**EXCERPTED PASSAGE:**
* * * * * * *

[llvm] [AArch64][CostModel] Reduce the cost of fadd reduction with fast flag (PR #108791)

Thu Sep 19 05:03:33 PDT 2024

================
@@ -4147,6 +4147,22 @@ AArch64TTIImpl::getArithmeticReductionCost(unsigned Opcode, VectorType *ValTy,
   switch (ISD) {
   default:
     break;
+  case ISD::FADD: {
+    if (MTy.isVector()) {
+      // FIXME: Consider cases where the number of vector elements is not power
+      // of 2.
+      const unsigned NElts = MTy.getVectorNumElements();
+      if (ValTy->getElementCount().getFixedValue() >= 2 && NElts >= 2 &&
+          isPowerOf2_32(NElts)) {
----------------
sushgokh wrote:

@davemgreen sorry, got bit confused with the types above(and hence your initial suggestion).

For half type:
I agree `-fullfp16` cost should be higher than `+fullfp16`. But don't you think thats a different issue altogether and needs to be taken differently from this patch?

for fp128 type:
why we should not allow fp128? are there any issues with this type? 
My understanding is fp128 is multiple of fp32 and it also occupies whole register and hence, no legalization cost would be involved. Correct me if wrong.


https://github.com/llvm/llvm-project/pull/108791

* * * * * * *

**MATERIAL SUPPLIED:**

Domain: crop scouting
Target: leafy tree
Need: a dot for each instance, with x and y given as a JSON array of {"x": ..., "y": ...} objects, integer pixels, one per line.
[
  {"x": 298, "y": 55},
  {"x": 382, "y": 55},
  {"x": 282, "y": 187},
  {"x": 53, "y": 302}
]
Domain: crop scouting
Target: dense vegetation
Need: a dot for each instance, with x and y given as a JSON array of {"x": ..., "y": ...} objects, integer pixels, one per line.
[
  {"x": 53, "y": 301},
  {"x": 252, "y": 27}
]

* * * * * * *

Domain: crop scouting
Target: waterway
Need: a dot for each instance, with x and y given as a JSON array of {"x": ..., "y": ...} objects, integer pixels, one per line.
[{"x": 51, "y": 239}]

* * * * * * *

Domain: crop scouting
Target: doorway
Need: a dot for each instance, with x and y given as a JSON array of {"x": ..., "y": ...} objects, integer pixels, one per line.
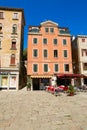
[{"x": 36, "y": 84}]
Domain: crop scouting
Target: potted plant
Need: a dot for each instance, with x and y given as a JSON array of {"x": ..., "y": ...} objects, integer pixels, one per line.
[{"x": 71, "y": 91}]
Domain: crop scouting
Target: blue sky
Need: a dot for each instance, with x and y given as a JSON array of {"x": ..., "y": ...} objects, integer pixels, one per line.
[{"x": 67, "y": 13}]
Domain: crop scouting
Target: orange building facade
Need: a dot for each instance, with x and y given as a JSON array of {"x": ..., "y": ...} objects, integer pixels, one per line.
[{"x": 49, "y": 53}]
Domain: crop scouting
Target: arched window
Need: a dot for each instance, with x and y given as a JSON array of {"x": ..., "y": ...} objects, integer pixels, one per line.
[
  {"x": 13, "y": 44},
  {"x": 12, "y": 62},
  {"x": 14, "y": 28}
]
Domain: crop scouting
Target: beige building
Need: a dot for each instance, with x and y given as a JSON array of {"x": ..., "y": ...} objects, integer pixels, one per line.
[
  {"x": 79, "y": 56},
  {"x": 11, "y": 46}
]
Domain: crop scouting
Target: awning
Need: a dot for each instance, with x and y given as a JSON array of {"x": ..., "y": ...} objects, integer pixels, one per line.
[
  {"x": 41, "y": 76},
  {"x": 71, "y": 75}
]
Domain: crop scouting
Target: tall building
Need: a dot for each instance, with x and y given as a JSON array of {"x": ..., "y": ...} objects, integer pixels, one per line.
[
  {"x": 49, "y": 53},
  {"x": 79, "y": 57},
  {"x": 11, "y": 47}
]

* * * * * * *

**THE REQUEST:**
Write out the passage of the code review thread from "My understanding is" to "me if wrong.", word for word. Draw only on the code review thread for these.

**FULL SOLUTION:**
My understanding is fp128 is multiple of fp32 and it also occupies whole register and hence, no legalization cost would be involved. Correct me if wrong.